Ausgewählter Auszug:

────────────────────────────────────────

Die belangte Behörde habe hinsichtlich der Verurteilung des Beschwerdeführers in das Urteil des Landesgerichtes für Strafsachen Wien Einsicht genommen. (Laut der in den vorgelegten Verwaltungsakten enthaltenen Ausfertigung dieses Urteiles hatte der Beschwerdeführer den bestehenden Vorschriften zuwider in der Zeit zwischen Frühjahr 1997 und dem 18. September 1998 wiederholt Heroin erworben und besessen sowie im bewussten und gewollten Zusammenwirken mit mehreren Mittätern am 18. September 1998 in Wien durch den beabsichtigten Verkauf von ca. 500 Gramm Heroin an einen verdeckten Ermittler des Bundesministeriums für Inneres Suchtgift in einer großen Menge in Verkehr zu setzen versucht). Ferner habe er bereits eineinhalb Jahre vor seiner Verurteilung regelmäßig Heroin konsumiert und gemeinsam mit zwei anderen Angeklagten kleinere Suchtgiftgeschäfte abgewickelt. So habe er etwa im Sommer 1998 bereits rund 100 Gramm Kokain vermittelt. Gemäß § 39 SMG sei ihm ein Strafaufschub für die Durchführung einer Therapie beim "Grünen Kreis" gewährt worden. Nach erfolgreichem Abschluss dieser Therapie würde gemäß § 40 dieses Gesetzes die ausgesprochene Strafe bedingt nachzusehen sein.

Darüber hinaus sei über ihn wegen Übertretung nach § 16 iVm § 83 "Abs. 2" lit. a Fremdengesetz (offensichtlich gemeint: § 83 Z. 2 lit. a des Fremdengesetzes, BGBl. Nr. 838/1992) eine Geldstrafe von S 600,-- verhängt worden.

────────────────────────────────────────

Aufgabenstellung:
Welche Menge Heroin wollte der Beschwerdeführer laut dem ausgewählten Auszug am 18. September 1998 an einen verdeckten Ermittler verkaufen?

Verfügbare Daten:
────────────────────────────────────────

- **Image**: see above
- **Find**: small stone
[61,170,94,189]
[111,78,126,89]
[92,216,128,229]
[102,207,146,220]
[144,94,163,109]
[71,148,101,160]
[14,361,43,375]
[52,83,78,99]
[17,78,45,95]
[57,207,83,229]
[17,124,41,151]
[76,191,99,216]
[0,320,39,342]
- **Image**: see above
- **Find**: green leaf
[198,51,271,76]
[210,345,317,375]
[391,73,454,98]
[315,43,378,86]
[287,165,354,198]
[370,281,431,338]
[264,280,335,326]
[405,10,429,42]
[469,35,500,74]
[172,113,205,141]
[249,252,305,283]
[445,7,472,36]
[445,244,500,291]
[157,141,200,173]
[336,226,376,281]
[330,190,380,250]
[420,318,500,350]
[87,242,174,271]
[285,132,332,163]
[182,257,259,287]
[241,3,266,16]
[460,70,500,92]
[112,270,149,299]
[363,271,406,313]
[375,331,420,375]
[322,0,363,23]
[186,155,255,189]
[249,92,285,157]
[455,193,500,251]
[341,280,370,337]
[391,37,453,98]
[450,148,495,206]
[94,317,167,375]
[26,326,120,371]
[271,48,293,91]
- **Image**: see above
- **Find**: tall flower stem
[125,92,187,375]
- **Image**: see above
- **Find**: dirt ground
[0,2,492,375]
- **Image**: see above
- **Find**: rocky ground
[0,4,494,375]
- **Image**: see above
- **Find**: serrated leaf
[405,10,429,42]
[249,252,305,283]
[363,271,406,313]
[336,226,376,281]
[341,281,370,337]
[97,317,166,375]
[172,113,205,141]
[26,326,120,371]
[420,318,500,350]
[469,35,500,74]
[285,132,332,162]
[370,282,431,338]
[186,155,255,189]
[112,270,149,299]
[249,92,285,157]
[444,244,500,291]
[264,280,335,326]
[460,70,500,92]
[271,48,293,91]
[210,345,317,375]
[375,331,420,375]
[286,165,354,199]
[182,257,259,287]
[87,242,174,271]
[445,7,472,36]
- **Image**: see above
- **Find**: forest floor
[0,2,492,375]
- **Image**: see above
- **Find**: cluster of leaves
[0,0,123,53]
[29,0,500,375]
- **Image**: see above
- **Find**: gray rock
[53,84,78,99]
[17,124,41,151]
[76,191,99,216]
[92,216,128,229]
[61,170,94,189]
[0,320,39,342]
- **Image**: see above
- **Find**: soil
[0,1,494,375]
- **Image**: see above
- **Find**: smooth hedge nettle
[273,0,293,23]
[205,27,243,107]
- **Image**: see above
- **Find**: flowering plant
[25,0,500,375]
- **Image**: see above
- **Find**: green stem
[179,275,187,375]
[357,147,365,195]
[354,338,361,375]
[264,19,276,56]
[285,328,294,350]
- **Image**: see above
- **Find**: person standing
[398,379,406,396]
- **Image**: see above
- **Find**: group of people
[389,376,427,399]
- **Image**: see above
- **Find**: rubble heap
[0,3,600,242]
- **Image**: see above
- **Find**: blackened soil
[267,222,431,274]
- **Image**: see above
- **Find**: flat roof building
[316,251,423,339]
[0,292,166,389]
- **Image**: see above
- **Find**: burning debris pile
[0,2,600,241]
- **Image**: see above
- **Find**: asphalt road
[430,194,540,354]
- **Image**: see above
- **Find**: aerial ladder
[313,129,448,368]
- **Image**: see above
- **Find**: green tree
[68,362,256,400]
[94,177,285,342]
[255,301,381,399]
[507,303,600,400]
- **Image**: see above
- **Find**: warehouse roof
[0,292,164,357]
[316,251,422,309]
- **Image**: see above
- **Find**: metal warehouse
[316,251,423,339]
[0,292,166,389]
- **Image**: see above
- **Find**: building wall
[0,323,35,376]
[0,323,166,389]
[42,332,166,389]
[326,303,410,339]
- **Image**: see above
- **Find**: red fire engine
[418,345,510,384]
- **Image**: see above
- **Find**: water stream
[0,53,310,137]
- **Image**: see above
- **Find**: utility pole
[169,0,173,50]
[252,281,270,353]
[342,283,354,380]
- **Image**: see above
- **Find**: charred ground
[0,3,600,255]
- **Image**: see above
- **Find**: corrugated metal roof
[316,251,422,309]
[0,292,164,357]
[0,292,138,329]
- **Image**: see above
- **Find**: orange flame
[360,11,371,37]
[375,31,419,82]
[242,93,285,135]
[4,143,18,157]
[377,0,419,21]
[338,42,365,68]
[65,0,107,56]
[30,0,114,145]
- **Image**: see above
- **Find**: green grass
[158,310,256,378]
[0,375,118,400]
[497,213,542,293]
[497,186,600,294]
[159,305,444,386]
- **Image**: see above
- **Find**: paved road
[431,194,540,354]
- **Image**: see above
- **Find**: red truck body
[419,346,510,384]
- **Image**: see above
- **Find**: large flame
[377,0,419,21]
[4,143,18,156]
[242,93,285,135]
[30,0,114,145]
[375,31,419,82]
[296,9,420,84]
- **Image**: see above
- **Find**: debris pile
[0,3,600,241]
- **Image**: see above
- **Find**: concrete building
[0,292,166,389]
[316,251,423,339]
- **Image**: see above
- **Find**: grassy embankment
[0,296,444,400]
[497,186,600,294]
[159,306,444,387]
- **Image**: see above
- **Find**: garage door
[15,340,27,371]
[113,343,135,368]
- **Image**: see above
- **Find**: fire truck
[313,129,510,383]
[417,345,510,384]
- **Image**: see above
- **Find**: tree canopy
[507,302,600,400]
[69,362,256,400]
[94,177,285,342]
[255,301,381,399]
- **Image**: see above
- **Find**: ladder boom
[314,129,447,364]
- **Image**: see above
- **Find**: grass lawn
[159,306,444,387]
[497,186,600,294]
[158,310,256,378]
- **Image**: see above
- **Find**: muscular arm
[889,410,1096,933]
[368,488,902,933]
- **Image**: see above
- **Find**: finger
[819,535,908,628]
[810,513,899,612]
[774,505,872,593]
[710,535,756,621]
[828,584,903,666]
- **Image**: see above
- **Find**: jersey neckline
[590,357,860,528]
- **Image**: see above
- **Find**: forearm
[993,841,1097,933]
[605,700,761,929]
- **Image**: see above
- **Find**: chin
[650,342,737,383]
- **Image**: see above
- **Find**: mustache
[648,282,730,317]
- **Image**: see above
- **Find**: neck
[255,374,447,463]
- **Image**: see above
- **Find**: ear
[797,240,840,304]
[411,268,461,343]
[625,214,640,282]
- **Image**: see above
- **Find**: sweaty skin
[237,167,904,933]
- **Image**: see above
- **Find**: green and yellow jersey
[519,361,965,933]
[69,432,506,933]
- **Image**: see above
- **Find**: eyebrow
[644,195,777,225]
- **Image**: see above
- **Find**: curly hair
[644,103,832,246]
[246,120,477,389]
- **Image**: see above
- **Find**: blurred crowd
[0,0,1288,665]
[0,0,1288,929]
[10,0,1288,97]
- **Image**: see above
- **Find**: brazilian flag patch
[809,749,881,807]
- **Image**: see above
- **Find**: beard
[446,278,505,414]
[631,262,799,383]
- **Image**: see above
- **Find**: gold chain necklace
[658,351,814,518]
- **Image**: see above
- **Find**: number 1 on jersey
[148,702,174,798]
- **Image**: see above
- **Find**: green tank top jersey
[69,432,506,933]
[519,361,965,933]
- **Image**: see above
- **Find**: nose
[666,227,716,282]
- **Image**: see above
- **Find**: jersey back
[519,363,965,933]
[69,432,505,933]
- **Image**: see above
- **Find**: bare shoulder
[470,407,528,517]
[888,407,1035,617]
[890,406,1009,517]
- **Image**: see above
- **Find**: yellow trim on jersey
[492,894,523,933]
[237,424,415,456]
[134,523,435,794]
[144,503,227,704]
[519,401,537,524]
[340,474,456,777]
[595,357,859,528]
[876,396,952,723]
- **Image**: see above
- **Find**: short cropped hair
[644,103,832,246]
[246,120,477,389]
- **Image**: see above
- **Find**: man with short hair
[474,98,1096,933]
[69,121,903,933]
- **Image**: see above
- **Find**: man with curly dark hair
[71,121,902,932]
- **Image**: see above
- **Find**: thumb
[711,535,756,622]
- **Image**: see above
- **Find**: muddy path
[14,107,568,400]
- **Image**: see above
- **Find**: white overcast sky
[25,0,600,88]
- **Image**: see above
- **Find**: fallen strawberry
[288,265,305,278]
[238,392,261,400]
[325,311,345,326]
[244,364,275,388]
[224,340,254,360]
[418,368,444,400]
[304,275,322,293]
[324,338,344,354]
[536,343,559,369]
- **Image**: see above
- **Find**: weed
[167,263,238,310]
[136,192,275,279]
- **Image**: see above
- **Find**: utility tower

────────────────────────────────────────

Ergebnis:
Ca. 500 Gramm Heroin.